__Consignes__.
[1] Relevez tous les verbes différents à l'impératif dans la traduction française de la chanson de Woodkid.
[2] Poursuivez le billet sur la chanson de Woodkid après la fin de la traduction des paroles.

__Passage extrait__.
****

C’est cette indifférence – qui n’est pas du mépris, juste une simple constatation que ça ne change strictement rien au regard que je pose sur la personne – qui m’a amenée à cogiter un peu plus sur cette affaire.

J’ai donc pris homo (gag) Woodkid, qui déclarait qu’on n’avait sans doute même pas pris le temps de lire les paroles de sa chanson : j’ai cherché et lu le texte. Que voici, traduit par mes soins, ça vaut ce que ça vaut :

Run boy run! This world is not made for you
Cours garçon, cours ! Ce monde n’est pas fait pour toi
Run boy run! They’re trying to catch you
Cours garçon, cours ! Ils essaient de t’attraper
Run boy run! Running is a victory
Cours garçon, cours ! Courir est une victoire
Run boy run! Beauty lays behind the hills
Cours garçon, cours ! La beauté est cachée derrière les collines

Run boy run! The sun will be guiding you
Cours garçon, cours ! Le soleil te guidera
Run boy run! They’re dying to stop you
Cours garçon, cours ! Ils crèvent d’envie de t’arrêter
Run boy run! This race is a prophecy
Cours garçon, cours ! Cette course est une prophétie
Run boy run! Break out from society
Cours garçon, cours ! Libère-toi de cette société

Tomorrow is another day
Demain est un autre jour
And you won’t have to hide away
Où tu n’auras pas à te cacher
You’ll be a man, boy!
Tu seras un homme, mon gars
But for now it’s time to run, it’s time to run!
Mais pour le moment il est temps de courir

Run boy run! This ride is a journey to
Cours garçon, cours ! Cette course est un voyage
Run boy run! The secret inside of you
Cours garçon, cours ! Vers le secret en toi
Run boy run! This race is a prophecy
Cours garçon, cours ! Cette course est une prophétie
Run boy run! And disappear in the trees
Cours garçon, cours ! Et disparaîs dans les arbres

Tomorrow is another day
Demain est un autre jour
And you won’t have to hide away
Où tu n’auras pas à te cacher
You’ll be a man, boy!
Tu seras un homme, mon gars
But for now it’s time to run, it’s time to run!
Mais pour le moment il est temps de courir

Tomorrow is another day
Demain est un autre jour
And when the night fades away
Et quand la nuit disparaitra au loin
You’ll be a man, boy!
Tu seras un homme, mon gars
But for now it’s time to run, it’s time to run!
Mais pour l’instant il faut courir !

****

(Données d'étiquetage par coordonnées)
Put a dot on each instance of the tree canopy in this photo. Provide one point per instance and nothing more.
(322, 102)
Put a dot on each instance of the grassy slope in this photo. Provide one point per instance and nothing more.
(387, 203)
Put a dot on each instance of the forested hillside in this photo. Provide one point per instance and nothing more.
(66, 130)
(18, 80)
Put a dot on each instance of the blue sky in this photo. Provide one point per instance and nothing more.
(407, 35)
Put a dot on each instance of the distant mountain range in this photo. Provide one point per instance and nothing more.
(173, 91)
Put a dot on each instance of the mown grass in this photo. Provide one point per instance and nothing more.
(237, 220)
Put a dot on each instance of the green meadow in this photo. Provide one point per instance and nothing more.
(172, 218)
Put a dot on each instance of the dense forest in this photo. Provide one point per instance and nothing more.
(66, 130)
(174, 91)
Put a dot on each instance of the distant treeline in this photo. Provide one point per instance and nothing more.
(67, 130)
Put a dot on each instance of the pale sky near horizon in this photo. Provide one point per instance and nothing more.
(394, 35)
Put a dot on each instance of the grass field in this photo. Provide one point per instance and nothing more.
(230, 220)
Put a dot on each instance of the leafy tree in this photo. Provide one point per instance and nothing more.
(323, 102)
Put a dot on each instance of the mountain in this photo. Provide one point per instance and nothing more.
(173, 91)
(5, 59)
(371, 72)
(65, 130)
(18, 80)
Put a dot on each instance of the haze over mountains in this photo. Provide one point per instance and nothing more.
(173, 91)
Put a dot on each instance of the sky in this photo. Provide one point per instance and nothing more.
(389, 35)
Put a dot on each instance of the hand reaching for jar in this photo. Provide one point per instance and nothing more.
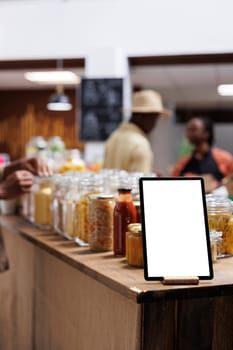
(15, 184)
(36, 165)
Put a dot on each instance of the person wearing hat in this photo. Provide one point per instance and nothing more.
(128, 147)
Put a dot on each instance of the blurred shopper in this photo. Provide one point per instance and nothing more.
(17, 177)
(211, 163)
(128, 147)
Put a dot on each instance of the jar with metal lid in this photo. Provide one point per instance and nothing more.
(26, 206)
(134, 251)
(215, 244)
(91, 184)
(100, 225)
(42, 202)
(59, 191)
(219, 211)
(70, 199)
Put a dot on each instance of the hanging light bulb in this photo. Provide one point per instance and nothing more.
(59, 101)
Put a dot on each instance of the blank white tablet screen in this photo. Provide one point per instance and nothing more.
(175, 228)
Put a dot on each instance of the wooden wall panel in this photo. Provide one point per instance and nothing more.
(23, 114)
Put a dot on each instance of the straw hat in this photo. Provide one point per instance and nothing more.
(148, 101)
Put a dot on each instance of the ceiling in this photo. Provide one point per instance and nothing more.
(180, 85)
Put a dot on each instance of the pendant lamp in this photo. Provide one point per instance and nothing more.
(59, 101)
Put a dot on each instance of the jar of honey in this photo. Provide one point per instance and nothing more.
(134, 251)
(219, 211)
(42, 202)
(100, 226)
(123, 215)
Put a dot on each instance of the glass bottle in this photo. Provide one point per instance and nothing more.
(124, 214)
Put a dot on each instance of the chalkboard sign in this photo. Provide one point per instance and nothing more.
(101, 102)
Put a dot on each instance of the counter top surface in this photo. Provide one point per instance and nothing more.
(114, 272)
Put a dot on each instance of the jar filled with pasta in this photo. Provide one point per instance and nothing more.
(91, 184)
(100, 225)
(42, 202)
(219, 211)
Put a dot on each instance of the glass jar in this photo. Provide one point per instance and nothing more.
(58, 194)
(26, 206)
(69, 203)
(91, 184)
(42, 202)
(134, 252)
(100, 228)
(215, 244)
(219, 211)
(36, 146)
(124, 214)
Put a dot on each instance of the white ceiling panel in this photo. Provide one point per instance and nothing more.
(185, 85)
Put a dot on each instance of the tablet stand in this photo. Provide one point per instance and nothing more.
(180, 280)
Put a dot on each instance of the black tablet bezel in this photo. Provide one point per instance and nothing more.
(141, 181)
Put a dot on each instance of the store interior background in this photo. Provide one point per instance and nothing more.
(44, 31)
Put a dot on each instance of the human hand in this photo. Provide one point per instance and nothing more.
(17, 183)
(36, 165)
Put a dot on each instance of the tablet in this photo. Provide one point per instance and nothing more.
(175, 230)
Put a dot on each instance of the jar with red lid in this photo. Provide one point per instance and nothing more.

****

__Réponses__.
[1] Cours, libère-toi, disparaîs.

[2]
Et j’ai également regardé la vidéo. Que voici :

Et je n’ai rien trouvé, ni dans le texte, ni dans la vidéo, qui prouve à l’évidence que cette chanson est « the most pro-gay music » qui soit. Ces paroles peuvent effectivement parler d’un jeune homosexuel dans un monde « hétéro-normé », mais elles peuvent aussi parler d’un jeune handicapé dans un monde où la majorité est en bonne santé, d’un jeune de couleur dans un monde raciste… voire d’un jeune catholique dans un monde hostile à toute transcendance, tenez, au hasard. Je suis probablement « so stupid » moi aussi, mais je ne vois pas comment j’aurais pu comprendre le sens que toi, Woodkid, tu mettais derrière ces paroles. Certes, si on avait mis « Fuck you » de Lily Allen, qui commence par « So you say it’s not ok to be gay, Oh I think you are evil », on pourrait nous rire au nez, parce que ce serait effectivement complètement con. Mais là ?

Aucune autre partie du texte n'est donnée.